> _INSTRUCTION_
Swap every "scan" for "snapshot" in the rows starting at the line containing "thin dry twig?" and ending at the line containing "[136,198,1164,788]". Reproduce only those lines, with everything else left unchanged.

Source records:
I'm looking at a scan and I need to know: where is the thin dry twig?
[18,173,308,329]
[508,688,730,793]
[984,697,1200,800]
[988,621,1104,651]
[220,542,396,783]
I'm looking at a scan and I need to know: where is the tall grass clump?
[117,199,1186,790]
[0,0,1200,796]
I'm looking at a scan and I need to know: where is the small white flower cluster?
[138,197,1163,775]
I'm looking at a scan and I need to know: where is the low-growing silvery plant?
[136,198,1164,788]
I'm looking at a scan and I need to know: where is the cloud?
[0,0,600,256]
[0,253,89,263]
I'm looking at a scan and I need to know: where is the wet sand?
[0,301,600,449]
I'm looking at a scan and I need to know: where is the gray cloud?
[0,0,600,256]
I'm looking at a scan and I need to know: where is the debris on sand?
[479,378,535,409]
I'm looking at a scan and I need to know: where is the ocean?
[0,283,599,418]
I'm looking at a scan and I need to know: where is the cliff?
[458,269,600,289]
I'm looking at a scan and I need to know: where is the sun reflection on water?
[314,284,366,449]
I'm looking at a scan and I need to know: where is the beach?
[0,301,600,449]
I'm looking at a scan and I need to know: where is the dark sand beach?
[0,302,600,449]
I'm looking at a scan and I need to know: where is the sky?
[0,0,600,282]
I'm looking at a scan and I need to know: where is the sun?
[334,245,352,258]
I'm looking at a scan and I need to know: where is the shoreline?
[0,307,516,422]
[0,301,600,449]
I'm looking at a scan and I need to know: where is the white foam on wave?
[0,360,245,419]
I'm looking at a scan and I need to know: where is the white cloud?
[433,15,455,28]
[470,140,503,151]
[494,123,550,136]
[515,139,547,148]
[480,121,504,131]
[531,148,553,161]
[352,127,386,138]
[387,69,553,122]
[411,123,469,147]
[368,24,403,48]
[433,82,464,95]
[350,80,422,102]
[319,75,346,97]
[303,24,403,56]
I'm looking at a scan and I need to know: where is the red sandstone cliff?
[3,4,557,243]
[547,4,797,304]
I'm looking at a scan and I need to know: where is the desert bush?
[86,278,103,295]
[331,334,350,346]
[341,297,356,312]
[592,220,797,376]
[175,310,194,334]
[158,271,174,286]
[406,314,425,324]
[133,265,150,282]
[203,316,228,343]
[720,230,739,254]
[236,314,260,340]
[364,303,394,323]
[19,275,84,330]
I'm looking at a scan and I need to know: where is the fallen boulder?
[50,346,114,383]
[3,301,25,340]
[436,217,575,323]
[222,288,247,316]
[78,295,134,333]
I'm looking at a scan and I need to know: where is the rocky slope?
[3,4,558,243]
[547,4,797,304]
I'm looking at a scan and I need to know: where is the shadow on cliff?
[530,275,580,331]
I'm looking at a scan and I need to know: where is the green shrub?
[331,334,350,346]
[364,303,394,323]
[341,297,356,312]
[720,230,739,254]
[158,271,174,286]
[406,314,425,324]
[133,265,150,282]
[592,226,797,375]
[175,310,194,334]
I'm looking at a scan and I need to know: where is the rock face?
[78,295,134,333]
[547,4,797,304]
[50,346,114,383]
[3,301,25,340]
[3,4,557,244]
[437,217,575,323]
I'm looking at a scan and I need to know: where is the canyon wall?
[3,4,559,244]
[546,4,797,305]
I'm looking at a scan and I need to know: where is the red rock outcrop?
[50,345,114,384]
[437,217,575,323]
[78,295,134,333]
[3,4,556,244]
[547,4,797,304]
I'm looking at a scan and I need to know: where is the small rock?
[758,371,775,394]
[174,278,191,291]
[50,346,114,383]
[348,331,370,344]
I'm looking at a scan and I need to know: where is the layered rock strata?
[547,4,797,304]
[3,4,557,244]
--
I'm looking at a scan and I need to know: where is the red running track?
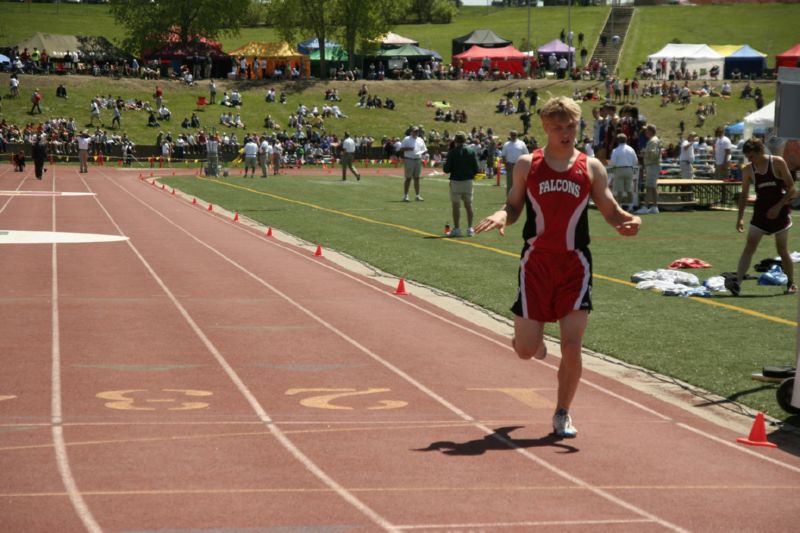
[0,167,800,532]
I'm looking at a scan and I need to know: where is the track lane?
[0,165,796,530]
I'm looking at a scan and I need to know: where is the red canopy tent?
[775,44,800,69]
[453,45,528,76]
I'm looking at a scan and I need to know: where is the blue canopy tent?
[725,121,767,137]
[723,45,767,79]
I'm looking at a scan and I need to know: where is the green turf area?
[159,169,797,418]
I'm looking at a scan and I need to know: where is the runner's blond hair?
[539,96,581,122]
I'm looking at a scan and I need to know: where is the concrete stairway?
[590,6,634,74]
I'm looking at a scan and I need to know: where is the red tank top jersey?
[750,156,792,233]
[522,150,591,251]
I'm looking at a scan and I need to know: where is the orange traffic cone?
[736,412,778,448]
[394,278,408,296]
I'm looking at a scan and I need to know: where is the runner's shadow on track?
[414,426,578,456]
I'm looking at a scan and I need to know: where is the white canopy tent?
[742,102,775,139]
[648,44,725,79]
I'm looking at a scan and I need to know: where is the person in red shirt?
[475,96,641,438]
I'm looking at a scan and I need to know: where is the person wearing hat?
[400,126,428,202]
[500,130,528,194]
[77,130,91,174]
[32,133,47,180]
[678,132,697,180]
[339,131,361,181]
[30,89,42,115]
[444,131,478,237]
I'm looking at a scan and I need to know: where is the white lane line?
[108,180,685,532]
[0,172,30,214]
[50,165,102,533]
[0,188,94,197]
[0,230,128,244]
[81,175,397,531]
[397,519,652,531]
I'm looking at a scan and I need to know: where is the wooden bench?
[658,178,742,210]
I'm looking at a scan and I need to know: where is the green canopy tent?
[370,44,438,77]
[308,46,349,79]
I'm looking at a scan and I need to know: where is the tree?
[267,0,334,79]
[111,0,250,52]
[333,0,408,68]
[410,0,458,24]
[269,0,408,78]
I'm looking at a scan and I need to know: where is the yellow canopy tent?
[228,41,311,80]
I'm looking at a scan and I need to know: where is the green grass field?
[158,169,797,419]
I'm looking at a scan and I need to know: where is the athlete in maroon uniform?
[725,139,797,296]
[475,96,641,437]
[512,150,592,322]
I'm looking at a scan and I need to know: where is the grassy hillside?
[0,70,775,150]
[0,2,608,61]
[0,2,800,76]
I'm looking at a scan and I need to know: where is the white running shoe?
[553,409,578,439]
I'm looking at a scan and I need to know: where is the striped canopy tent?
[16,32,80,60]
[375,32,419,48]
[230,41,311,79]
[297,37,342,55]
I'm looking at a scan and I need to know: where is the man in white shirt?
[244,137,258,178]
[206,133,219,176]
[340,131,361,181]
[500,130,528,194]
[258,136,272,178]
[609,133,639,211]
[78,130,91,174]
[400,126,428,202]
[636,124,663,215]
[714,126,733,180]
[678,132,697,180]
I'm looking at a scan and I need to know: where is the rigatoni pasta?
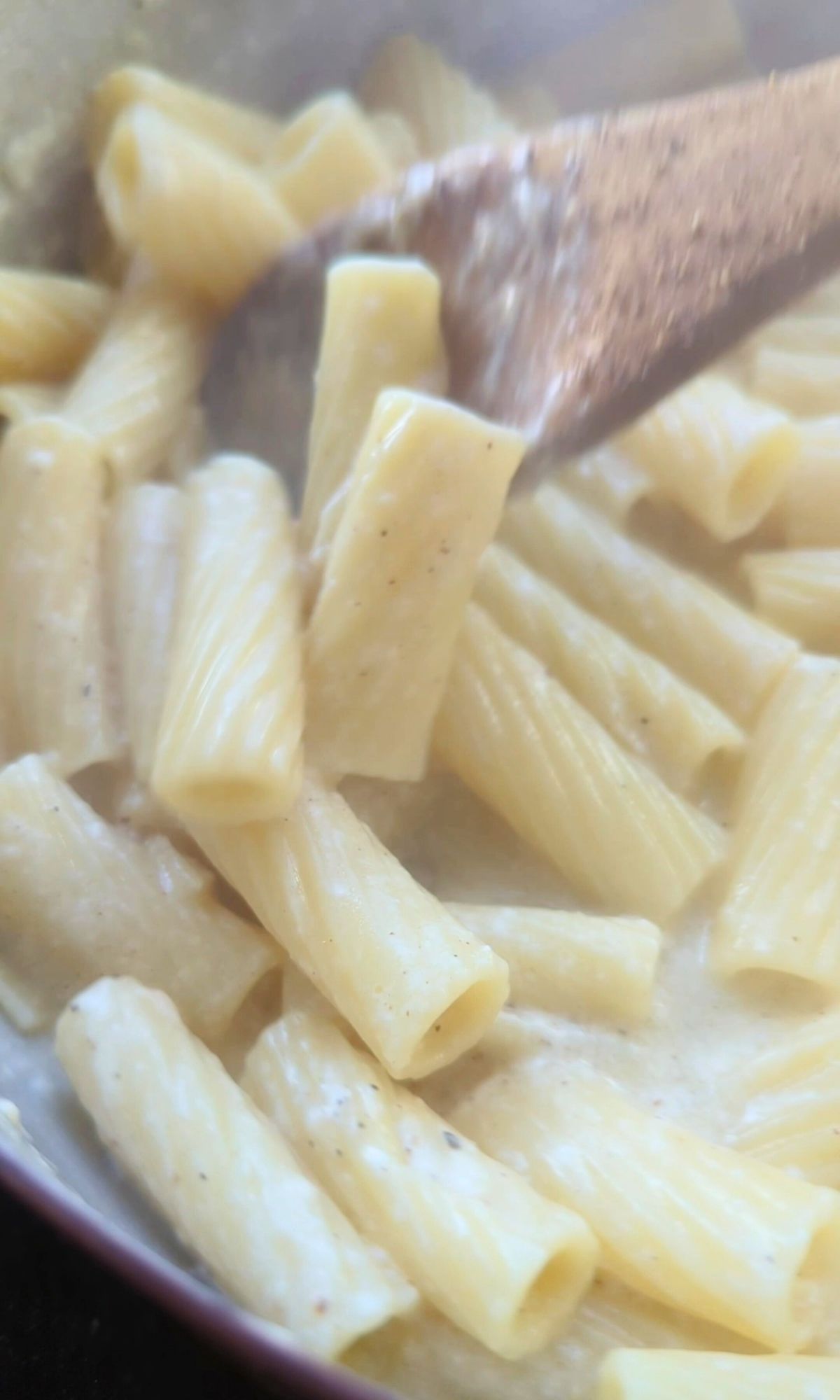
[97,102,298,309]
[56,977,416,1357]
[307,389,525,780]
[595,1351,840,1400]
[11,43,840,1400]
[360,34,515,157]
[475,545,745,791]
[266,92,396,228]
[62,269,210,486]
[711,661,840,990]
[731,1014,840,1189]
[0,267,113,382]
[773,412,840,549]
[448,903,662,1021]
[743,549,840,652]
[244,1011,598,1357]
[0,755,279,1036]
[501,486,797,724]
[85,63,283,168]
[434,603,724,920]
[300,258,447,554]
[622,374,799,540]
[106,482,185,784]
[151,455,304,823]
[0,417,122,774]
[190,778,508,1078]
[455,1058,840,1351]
* * *
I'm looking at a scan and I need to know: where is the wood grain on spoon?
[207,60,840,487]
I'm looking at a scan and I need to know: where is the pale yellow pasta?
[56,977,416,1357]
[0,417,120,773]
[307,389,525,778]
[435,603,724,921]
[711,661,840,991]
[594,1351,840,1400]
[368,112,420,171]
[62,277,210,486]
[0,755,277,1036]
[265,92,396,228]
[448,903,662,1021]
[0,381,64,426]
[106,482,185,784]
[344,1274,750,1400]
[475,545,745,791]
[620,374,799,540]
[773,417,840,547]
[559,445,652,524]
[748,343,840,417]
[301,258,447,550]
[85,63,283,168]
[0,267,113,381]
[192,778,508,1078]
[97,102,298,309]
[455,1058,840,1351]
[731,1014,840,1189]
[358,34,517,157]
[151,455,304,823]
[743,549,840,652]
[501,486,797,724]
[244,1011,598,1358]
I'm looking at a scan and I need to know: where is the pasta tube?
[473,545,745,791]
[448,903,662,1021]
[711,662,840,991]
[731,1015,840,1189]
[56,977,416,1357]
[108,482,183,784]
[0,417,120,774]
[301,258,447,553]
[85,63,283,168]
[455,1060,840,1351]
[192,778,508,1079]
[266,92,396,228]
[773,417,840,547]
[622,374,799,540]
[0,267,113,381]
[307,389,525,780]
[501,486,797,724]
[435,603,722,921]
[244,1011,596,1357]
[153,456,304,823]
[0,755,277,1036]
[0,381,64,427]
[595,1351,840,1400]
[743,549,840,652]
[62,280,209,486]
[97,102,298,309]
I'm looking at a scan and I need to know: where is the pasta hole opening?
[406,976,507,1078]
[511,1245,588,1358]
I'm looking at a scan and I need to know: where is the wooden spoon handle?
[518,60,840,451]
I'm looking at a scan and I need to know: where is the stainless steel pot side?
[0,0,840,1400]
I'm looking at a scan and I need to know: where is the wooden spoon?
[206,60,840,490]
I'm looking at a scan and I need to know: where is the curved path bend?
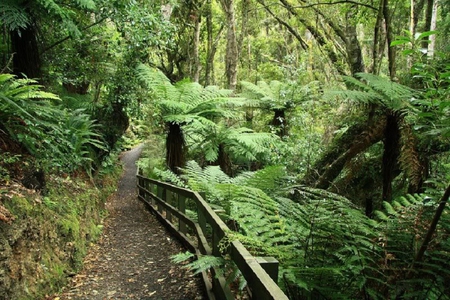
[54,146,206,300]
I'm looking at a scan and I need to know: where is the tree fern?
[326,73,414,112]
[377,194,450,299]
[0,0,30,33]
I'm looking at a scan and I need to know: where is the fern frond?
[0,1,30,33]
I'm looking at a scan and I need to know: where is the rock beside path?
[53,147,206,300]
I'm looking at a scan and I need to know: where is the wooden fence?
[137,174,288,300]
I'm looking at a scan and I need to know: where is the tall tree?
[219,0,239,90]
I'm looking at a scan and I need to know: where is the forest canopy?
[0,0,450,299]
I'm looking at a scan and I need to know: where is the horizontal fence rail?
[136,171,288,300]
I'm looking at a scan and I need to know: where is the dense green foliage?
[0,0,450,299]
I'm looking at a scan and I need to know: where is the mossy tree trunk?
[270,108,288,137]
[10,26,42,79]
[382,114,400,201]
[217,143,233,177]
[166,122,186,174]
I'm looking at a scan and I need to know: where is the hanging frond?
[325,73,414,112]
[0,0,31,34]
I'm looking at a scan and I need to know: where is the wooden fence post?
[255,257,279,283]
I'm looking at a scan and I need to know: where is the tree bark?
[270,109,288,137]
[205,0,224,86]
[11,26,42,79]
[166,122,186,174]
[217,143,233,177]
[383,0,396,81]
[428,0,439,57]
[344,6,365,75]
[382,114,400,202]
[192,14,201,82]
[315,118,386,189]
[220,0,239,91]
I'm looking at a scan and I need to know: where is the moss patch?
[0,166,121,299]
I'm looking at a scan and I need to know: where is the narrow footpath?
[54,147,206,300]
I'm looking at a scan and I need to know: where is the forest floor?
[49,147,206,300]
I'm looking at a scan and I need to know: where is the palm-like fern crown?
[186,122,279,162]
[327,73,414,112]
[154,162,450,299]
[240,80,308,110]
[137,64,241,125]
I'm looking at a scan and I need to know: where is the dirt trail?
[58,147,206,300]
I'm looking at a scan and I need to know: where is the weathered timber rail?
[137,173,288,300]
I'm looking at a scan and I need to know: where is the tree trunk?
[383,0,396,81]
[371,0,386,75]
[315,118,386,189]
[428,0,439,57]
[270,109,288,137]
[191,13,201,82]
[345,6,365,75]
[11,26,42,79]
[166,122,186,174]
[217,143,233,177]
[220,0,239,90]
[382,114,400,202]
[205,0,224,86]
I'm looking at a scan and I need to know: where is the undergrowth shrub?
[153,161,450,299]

> _ANSWER_
I'm looking at a snapshot and I need to know: where is the thin dry twig?
[18,173,308,329]
[508,688,730,793]
[984,697,1200,800]
[988,621,1104,651]
[220,542,396,783]
I'm looking at a snapshot and I need to know: where is the tall grass clump?
[117,199,1186,790]
[0,0,1200,796]
I'm looking at a snapshot and I need to know: where is the small white flower cluster?
[138,197,1163,775]
I'm looking at a snapshot and I need to know: where is the low-growing silvery plant?
[136,198,1164,788]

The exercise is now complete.